* What you need to do *
Turn the records from their first line through the line with "Please outline every instance of the white door frame." into a JSON list of strings, one string per line, with blank lines and pictures left out.

* Input records *
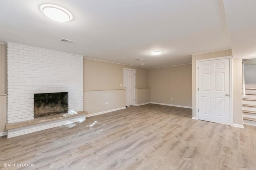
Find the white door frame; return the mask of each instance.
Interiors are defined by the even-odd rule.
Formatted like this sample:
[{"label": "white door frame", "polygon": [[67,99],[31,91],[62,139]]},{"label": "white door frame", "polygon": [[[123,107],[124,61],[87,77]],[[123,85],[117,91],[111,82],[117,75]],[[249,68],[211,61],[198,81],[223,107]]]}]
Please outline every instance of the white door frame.
[{"label": "white door frame", "polygon": [[[136,104],[136,70],[135,70],[135,69],[132,69],[132,68],[124,68],[124,70],[123,71],[123,84],[124,84],[124,86],[123,86],[123,87],[124,88],[124,70],[134,70],[134,105],[135,105]],[[125,93],[125,95],[126,96],[126,92]]]},{"label": "white door frame", "polygon": [[194,117],[195,119],[197,120],[199,120],[199,113],[198,113],[198,109],[199,108],[199,92],[198,90],[198,62],[201,61],[209,61],[211,60],[220,60],[222,59],[229,59],[229,90],[230,91],[230,126],[233,126],[233,71],[232,71],[232,66],[233,65],[233,59],[232,58],[232,56],[226,56],[226,57],[218,57],[218,58],[212,58],[211,59],[203,59],[202,60],[197,60],[196,62],[196,116]]}]

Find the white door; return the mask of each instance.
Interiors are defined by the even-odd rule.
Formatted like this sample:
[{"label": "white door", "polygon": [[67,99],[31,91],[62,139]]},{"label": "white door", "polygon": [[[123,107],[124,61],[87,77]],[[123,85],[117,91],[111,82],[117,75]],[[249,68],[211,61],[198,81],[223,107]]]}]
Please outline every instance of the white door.
[{"label": "white door", "polygon": [[124,87],[125,88],[126,106],[134,105],[135,102],[135,70],[124,69]]},{"label": "white door", "polygon": [[229,59],[198,64],[199,119],[230,125]]}]

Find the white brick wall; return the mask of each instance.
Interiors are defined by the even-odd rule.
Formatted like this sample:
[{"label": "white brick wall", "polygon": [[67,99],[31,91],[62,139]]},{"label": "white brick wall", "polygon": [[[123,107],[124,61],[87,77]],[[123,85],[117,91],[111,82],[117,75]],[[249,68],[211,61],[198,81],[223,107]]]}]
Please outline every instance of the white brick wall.
[{"label": "white brick wall", "polygon": [[83,56],[8,43],[8,123],[34,119],[34,94],[68,92],[83,110]]}]

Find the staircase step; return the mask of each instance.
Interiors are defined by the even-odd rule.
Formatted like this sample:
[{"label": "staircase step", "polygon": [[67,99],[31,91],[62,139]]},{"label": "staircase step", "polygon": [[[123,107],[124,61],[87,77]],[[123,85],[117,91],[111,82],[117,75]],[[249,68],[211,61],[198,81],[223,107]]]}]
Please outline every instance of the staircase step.
[{"label": "staircase step", "polygon": [[244,120],[250,120],[251,121],[256,121],[256,119],[255,119],[255,118],[252,118],[250,117],[243,117],[243,119],[244,119]]},{"label": "staircase step", "polygon": [[243,113],[249,113],[256,114],[256,111],[250,111],[249,110],[243,110]]},{"label": "staircase step", "polygon": [[256,105],[253,105],[252,104],[243,104],[243,107],[256,107]]},{"label": "staircase step", "polygon": [[256,99],[247,99],[245,98],[243,98],[243,100],[250,100],[252,101],[256,101]]}]

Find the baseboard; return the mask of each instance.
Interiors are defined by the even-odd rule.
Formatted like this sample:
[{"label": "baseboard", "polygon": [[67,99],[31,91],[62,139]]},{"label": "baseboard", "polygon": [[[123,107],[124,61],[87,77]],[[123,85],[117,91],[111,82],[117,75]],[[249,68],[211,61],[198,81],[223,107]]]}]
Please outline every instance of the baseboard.
[{"label": "baseboard", "polygon": [[111,110],[106,110],[106,111],[89,114],[88,115],[86,115],[85,117],[90,117],[92,116],[96,116],[96,115],[101,115],[102,114],[106,113],[107,113],[111,112],[111,111],[116,111],[117,110],[122,110],[122,109],[126,109],[126,107],[122,107],[118,108],[117,109],[112,109]]},{"label": "baseboard", "polygon": [[150,102],[148,102],[147,103],[141,103],[140,104],[134,104],[134,106],[139,106],[145,105],[145,104],[149,104],[150,103]]},{"label": "baseboard", "polygon": [[233,126],[234,126],[234,127],[240,127],[240,128],[244,128],[244,125],[243,125],[233,123]]},{"label": "baseboard", "polygon": [[256,122],[248,120],[244,120],[244,125],[256,126]]},{"label": "baseboard", "polygon": [[193,117],[192,117],[192,119],[195,119],[195,120],[198,120],[198,119],[197,117],[194,117],[194,116],[193,116]]},{"label": "baseboard", "polygon": [[170,106],[178,107],[184,107],[184,108],[187,108],[188,109],[192,109],[192,107],[186,106],[175,105],[174,104],[166,104],[165,103],[156,103],[156,102],[151,102],[150,103],[152,103],[152,104],[160,104],[160,105],[169,106]]},{"label": "baseboard", "polygon": [[6,136],[7,135],[7,132],[0,132],[0,137]]}]

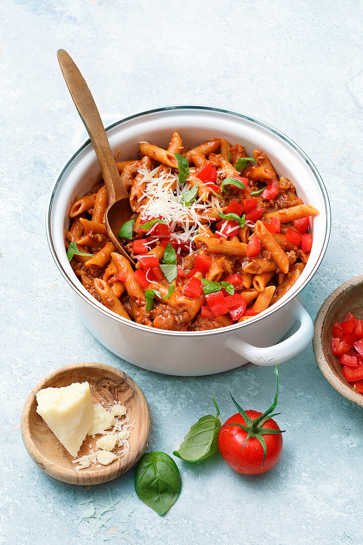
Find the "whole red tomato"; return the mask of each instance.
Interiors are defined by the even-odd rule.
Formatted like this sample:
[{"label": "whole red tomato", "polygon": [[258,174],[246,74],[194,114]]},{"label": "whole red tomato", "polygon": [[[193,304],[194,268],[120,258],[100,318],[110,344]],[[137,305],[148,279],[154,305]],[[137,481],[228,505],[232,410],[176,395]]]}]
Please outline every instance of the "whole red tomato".
[{"label": "whole red tomato", "polygon": [[[246,414],[252,421],[262,414],[255,410],[247,410]],[[239,426],[226,426],[235,422],[244,426],[248,423],[239,413],[226,420],[218,435],[218,446],[225,460],[236,471],[247,475],[264,473],[275,465],[282,452],[282,435],[275,420],[270,418],[259,427],[279,431],[276,434],[262,434],[266,443],[266,455],[264,461],[263,447],[257,437],[250,437],[247,432]],[[251,425],[253,431],[253,423]],[[246,442],[245,443],[245,441]]]}]

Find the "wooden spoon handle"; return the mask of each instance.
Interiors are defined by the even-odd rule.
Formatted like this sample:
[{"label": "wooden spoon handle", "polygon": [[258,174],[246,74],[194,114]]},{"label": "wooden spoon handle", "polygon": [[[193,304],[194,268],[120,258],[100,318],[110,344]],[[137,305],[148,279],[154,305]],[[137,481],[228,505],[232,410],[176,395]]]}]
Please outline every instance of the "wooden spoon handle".
[{"label": "wooden spoon handle", "polygon": [[106,184],[108,204],[129,198],[110,147],[100,114],[87,84],[72,59],[64,49],[57,52],[58,60],[68,90],[93,144]]}]

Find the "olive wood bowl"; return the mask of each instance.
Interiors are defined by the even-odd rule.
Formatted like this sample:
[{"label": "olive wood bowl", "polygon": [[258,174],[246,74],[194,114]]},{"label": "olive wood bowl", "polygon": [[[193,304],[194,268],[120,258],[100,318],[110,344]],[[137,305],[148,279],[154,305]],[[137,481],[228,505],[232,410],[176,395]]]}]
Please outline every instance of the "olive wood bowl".
[{"label": "olive wood bowl", "polygon": [[[65,450],[36,411],[37,392],[43,388],[60,387],[72,383],[87,381],[92,386],[94,403],[120,401],[128,410],[135,427],[130,429],[130,450],[108,465],[77,470],[72,457]],[[46,473],[64,482],[74,485],[97,485],[107,482],[127,471],[142,455],[149,439],[151,416],[143,392],[125,373],[109,365],[95,363],[72,364],[57,369],[34,388],[25,402],[21,415],[21,434],[28,453]],[[100,436],[86,438],[77,457],[90,453]]]},{"label": "olive wood bowl", "polygon": [[342,366],[331,350],[331,328],[336,322],[342,322],[348,311],[363,319],[363,275],[342,284],[323,304],[315,320],[313,348],[328,382],[344,397],[363,407],[363,394],[346,380]]}]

* Finished answer *
[
  "Find the white door frame; return the mask of each instance.",
  "Interiors are defined by the even-odd rule.",
  "Formatted like this sample:",
  "[{\"label\": \"white door frame\", \"polygon\": [[67,99],[31,91],[62,139]]},{\"label\": \"white door frame\", \"polygon\": [[[123,107],[124,61],[87,77]],[[123,85],[117,91],[111,82],[117,75]],[[249,68],[211,61],[198,81],[223,107]]]}]",
  "Please outline every instance of the white door frame."
]